En un primer momento, la única opción de Selznick para la dirección era George Cukor, sin embargo, a medida que pasaba el tiempo, el productor empezó a tener dudas respecto a la elección de su amigo para asumir las riendas de la producción, lo que provocó diferencias entre ellos y el posterior despido del realizador, tras el rechazo de Clark Gable a ser dirigido por el responsable de Vivir para gozar (Holiday, 1938). El actor prefería a alguien como Fleming, con quien ya había trabajado con anterioridad y con quien compartía aficiones y diversiones. Con el cambio, la estrella se aseguraba mayor presencia en la pantalla —temía ver reducida su importancia y la de su personaje—, amén de otras cuestiones ajenas al desarrollo del rodaje. Otro gran contratiempo, del que se ha hablado hasta la saciedad y que en su momento fue publicidad extra, se presentó en la elección de la actriz que encarnaría a Scarlett O'Hara y, como es bien sabido, finalmente, tras múltiples pruebas de pantalla, el papel fue a parar a manos de Vivien Leigh, quien sería aplaudida y premiada por su composición de la joven caprichosa y manipuladora que, acostumbrada a conseguir cuanto desea, no puede conquistar a Ashley Wilkes (Leslie Howard), cuyas preferencias le llevan a Melania Hamilton (Olivia de Havilland).


Habrá múltiples formas de valorar lo que se ve en la pantalla, pero lo que parece indudable es que Lo que el viento se llevó vive en la desmesura que, para bien y para mal, unida a la búsqueda de grandeza pretendida por su autor, la hacen única. No hubo ni habrá otra (no me refiero a su calidad, sino a lo que significó para el cine hollywoodiense), aunque el propio Selznick lo intentaría de nuevo en la también mítica Duelo al sol (Duel in the Sun, King Vidor, 1946), un western cuyo uso del melodrama y del color nada tiene que envidiar a este film que se desarrolla en dos localizaciones: Tara —en periodo de preguerra y posguerra— y Atlanta —en tiempo de guerra—; pero que en ambos lugares su melodrama lastra diálogos y personajes condicionados por su origen sensiblero, todo en ellos suena prefabricado, hecho que les resta veracidad emocional.


<<Escarlata O’Hara no era bella, pero los hombres no solían darse cuenta de ello hasta que se sentían ya cautivos de su embrujo…>> (1) De madre de origen francés y padre de raíces irlandesas, la protagonista de la novela y de la película se presenta ante nosotros como una joven consentida y deseosa de ser siempre el centro de atención. Pero Scarlett evoluciona, madura tal vez, y dicha evolución se desarrolla en paralelo a la destrucción de su mundo, hasta entonces inamovible, aquel en el que se descubre al inicio, cuando su altivez vive a la par de su inocencia y de la seguridad que le confiere su pertenencia de clase privilegiada. El capricho y la ambición, la manipulación y la fuerza de la muchacha son rasgos contrarios a los que sobresalen en Melania, generosa y sensible, aunque, en ambos casos, son definidas por la sensiblería del film. Ambas muestran una linealidad excesiva, forzada, como también sucede con el personaje de Ashley, que parece un esbozo de quien pudiese ser. Rhett Butler (Clark Gable) merece un aparte, pues resulta de mayor complejidad. Posee dos caras: una sensible y otra cínica, con la que intenta esconder sus emociones. Rhett reconoce en Scarlett a alguien similar a él, una persona ambiciosa que no muestra debilidades, pero que sí las tiene; quizá por ese motivo la ama y asume que ella es la única mujer con la quien podría compartir su existencia.

________________________

## ACCIONES REQUERIDAS
1. Según el artículo sobre Lo que el viento se llevó, ¿qué actriz se quedó finalmente con el papel de Scarlett O'Hara?
2. Duplica literalmente el tramo del artículo sobre Lo que el viento se llevó que va desde "Habrá múltiples formas" hasta "resta veracidad emocional.".
3. Prosigue el artículo sobre Lo que el viento se llevó a partir de su última frase.

________________________

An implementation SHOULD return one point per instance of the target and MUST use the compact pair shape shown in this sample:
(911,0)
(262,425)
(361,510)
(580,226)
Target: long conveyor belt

________________________

## RESPUESTAS
1. Vivien Leigh.

2.
Habrá múltiples formas de valorar lo que se ve en la pantalla, pero lo que parece indudable es que Lo que el viento se llevó vive en la desmesura que, para bien y para mal, unida a la búsqueda de grandeza pretendida por su autor, la hacen única. No hubo ni habrá otra (no me refiero a su calidad, sino a lo que significó para el cine hollywoodiense), aunque el propio Selznick lo intentaría de nuevo en la también mítica Duelo al sol (Duel in the Sun, King Vidor, 1946), un western cuyo uso del melodrama y del color nada tiene que envidiar a este film que se desarrolla en dos localizaciones: Tara —en periodo de preguerra y posguerra— y Atlanta —en tiempo de guerra—; pero que en ambos lugares su melodrama lastra diálogos y personajes condicionados por su origen sensiblero, todo en ellos suena prefabricado, hecho que les resta veracidad emocional.

3.
Las relaciones que Scarlett mantiene con Rhett y con Malania son las dos más importantes del film, las que permiten descubrir la verdadera personalidad de una mujer que despierta a una realidad que no le gusta y que pretende cambiar. Durante el periodo de guerra, la amistad entre Scarlett y Melania delata dos comportamientos distintos frente a la vida; la primera no se somete, ni piensa hacerlo, tampoco la segunda, aunque acepta con resignación cuanto observa, pero colabora desinteresadamente dentro del ambiente de destrucción y caos en el que se convierte Atlanta durante el sitio, obligando a que su amiga la imite, porque, Melania, aparentemente débil, posee una fuerza distinta a la de Scarlett, una fuerza que nace de su amor por Ashley y no del  despecho y la ambición que domina al personaje de Vivien Leigh. La vida del sur toca a su fin, las viejas tradiciones de caballeros y damas sureñas dejan paso a una posguerra de cambio, en la que Scarlett sufre la carestía que pretende superar a cualquier precio, luchando por ella y por la tierra roja de Tara (ambas serían lo mismo en su mente), porque reconstruyendo su esplendor, piensa reconstruirse a sí misma y recuperar un pasado muerto, mientras destruye su presente.


(1) Margaret Mitchell: Lo que el viento se llevó (traducción de Juan G. de Luaces y J. Gómez de la Serna). Círculo de Lectores, Barcelona, 1972.